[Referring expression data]
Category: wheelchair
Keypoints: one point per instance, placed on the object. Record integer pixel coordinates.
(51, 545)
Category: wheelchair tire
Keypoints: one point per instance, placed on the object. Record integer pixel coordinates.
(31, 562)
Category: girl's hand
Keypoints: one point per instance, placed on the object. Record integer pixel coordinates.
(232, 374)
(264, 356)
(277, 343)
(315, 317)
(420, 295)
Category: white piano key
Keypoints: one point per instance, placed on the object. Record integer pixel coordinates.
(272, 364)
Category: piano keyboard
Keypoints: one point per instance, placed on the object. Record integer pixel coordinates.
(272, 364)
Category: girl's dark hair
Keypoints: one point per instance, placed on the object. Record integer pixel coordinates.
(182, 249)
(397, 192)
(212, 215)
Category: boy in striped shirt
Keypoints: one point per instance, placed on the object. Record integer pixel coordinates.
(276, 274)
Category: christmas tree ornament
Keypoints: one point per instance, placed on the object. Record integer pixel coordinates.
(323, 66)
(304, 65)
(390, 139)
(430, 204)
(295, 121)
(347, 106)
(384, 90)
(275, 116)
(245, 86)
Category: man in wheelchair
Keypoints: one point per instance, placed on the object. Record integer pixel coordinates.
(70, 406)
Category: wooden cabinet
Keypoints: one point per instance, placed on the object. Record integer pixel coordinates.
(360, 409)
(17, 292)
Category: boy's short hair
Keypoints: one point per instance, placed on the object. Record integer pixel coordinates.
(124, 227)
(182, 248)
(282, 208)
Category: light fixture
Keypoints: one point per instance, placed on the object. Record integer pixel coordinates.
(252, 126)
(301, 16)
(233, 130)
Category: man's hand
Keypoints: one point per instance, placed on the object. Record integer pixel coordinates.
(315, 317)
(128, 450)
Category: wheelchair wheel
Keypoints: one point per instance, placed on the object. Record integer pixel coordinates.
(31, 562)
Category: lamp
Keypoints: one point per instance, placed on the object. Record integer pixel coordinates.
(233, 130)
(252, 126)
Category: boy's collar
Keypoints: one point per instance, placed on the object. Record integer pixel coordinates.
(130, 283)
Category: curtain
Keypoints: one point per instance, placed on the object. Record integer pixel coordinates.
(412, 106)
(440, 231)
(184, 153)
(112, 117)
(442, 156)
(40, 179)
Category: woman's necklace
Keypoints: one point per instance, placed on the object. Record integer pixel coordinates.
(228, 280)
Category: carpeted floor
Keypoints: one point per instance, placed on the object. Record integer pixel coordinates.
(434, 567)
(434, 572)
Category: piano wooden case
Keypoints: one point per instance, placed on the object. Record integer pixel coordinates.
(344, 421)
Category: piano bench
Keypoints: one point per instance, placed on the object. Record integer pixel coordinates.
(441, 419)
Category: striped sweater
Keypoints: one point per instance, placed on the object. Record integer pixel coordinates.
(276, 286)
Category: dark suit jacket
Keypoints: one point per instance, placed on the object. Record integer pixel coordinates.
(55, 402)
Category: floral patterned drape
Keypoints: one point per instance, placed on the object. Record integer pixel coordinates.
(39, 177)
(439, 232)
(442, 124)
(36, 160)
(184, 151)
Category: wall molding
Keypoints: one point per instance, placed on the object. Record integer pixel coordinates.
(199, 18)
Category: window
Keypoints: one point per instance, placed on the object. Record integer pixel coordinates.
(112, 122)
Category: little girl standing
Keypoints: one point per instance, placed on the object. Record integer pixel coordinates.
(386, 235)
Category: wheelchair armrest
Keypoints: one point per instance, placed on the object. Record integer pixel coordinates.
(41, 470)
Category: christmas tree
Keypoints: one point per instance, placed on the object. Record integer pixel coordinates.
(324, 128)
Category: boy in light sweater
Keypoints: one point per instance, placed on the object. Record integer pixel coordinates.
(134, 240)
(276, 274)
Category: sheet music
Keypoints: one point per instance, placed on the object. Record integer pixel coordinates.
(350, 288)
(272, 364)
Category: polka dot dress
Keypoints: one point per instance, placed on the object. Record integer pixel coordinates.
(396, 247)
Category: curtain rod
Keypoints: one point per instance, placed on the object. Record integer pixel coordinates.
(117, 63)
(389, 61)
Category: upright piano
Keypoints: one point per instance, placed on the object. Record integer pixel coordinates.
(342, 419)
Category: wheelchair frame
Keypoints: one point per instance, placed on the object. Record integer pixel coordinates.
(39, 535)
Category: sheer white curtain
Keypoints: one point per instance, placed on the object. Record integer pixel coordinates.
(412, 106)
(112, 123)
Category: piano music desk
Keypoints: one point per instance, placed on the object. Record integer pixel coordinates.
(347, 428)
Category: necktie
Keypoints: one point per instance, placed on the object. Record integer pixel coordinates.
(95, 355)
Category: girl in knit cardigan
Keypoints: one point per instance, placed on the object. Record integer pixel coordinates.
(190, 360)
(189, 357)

▶ _Exercise prompt_
Repeat the whole of the data above exactly as it appears.

▶ _Result for this task_
Category: wheelchair
Keypoints: one point per instance, placed on the object. Record integer pixel coordinates.
(51, 545)
Category: wheelchair tire
Keypoints: one point per instance, placed on the object. Record integer pixel coordinates.
(31, 562)
Category: girl's hand
Keypoints: one point per instance, placed on the object. Record integer pixel coordinates.
(232, 374)
(264, 356)
(277, 343)
(315, 317)
(420, 295)
Category: white piano key
Keypoints: one point per instance, placed on the object. Record integer pixel coordinates.
(272, 364)
Category: piano keyboard
Keypoints: one point per instance, placed on the object. Record integer pixel coordinates.
(272, 364)
Category: girl's dark hair
Keypoints: one point per instance, placed on the object. Record integer pixel coordinates.
(182, 249)
(397, 192)
(212, 215)
Category: boy in striped shirt
Keypoints: one point per instance, placed on the object. Record integer pixel coordinates.
(276, 274)
Category: christmas tree ornament
Keypoints: one point per instance, placed on the object. Record integer pixel coordinates.
(323, 66)
(304, 65)
(390, 139)
(430, 204)
(295, 121)
(347, 106)
(384, 90)
(275, 116)
(245, 86)
Category: man in wheelchair
Keypoints: one point per instance, placed on the object. Record integer pixel coordinates.
(70, 406)
Category: wooden cabinet
Keypoints: one point per instance, placed on the object. Record integer pixel coordinates.
(360, 409)
(17, 292)
Category: boy's short hair
Keypoints: one point per instance, placed on the object. Record integer pixel coordinates.
(124, 227)
(182, 248)
(282, 208)
Category: light fixture
Keypoints: one point per instance, placed on the object. Record integer pixel coordinates.
(252, 126)
(301, 16)
(233, 130)
Category: man's hand
Keypoints: one point per instance, placed on the object. Record integer pixel coordinates.
(315, 317)
(128, 450)
Category: wheelchair wheel
Keypoints: one point per instance, placed on the object. Record integer pixel coordinates.
(31, 562)
Category: lamp
Keypoints: one point per instance, placed on the object. Record integer pixel coordinates.
(233, 130)
(252, 126)
Category: boy's collar
Keypoints: one point per instance, placed on the object. Record integer pixel coordinates.
(130, 283)
Category: curtain
Keypoints: one point per instance, placed on the object. Record integer pixel coordinates.
(412, 106)
(440, 231)
(184, 153)
(112, 117)
(442, 156)
(40, 179)
Category: woman's necklace
Keypoints: one point per instance, placed on the object. Record integer pixel coordinates.
(228, 280)
Category: carpeted floor
Keypoints: one point per instance, placed on the object. Record integer pixel coordinates.
(434, 567)
(434, 572)
Category: piano wooden case
Keypoints: one point per instance, placed on the object. Record integer pixel coordinates.
(344, 421)
Category: piano bench
Keypoints: one point per instance, placed on the object. Record integer pixel coordinates.
(441, 419)
Category: striped sweater
Keypoints: one point per instance, placed on the object. Record integer pixel coordinates.
(276, 286)
Category: dark suit jacket
Keypoints: one point per instance, placed on the object. Record integer pixel coordinates.
(55, 402)
Category: floral patterned drape
Keypoints: one point per instance, placed on the object. Record integer pixel coordinates.
(39, 177)
(439, 232)
(442, 124)
(36, 160)
(184, 151)
Category: wall molding
Keypoints: one point per instance, placed on the object. Record integer pixel coordinates.
(199, 18)
Category: window
Keypoints: one point per instance, placed on the object. Record integer pixel coordinates.
(112, 122)
Category: little girl standing
Keypoints: one point per instance, placed on the object. Record integer pixel coordinates.
(386, 235)
Category: wheelchair armrest
Keypoints: one point per instance, placed on the object. Record integer pixel coordinates.
(41, 470)
Category: christmas tree
Keypoints: one point per instance, placed on the object. Record integer pixel coordinates.
(324, 128)
Category: boy in light sweater
Keypoints: one point per instance, placed on the object. Record integer pixel coordinates.
(134, 240)
(276, 274)
Category: sheet music
Keypoints: one point per instance, placed on the object. Record integer pixel coordinates.
(350, 288)
(272, 364)
Category: polka dot dress
Keypoints: one point per instance, placed on the object. Record integer pixel coordinates.
(396, 247)
Category: curtain rod
Keypoints: one point per instance, placed on the object. Record integer pixel coordinates.
(117, 63)
(389, 61)
Category: upright piano
Keypoints: one point per instance, placed on the object. Record integer pixel coordinates.
(342, 419)
Category: wheelchair frame
Keypoints: one point per instance, placed on the object. Record integer pixel coordinates.
(39, 535)
Category: sheer white curtain
Keypoints: one point per instance, placed on the object. Record integer pixel coordinates.
(412, 106)
(112, 123)
Category: piano music desk
Keypoints: one point per instance, placed on the object. Record integer pixel coordinates.
(347, 428)
Category: necktie
Keypoints: one point per instance, placed on the object. Record integer pixel coordinates.
(95, 355)
Category: girl in knit cardigan
Keypoints: one point per instance, placed on the object. Record integer pixel coordinates.
(190, 360)
(189, 357)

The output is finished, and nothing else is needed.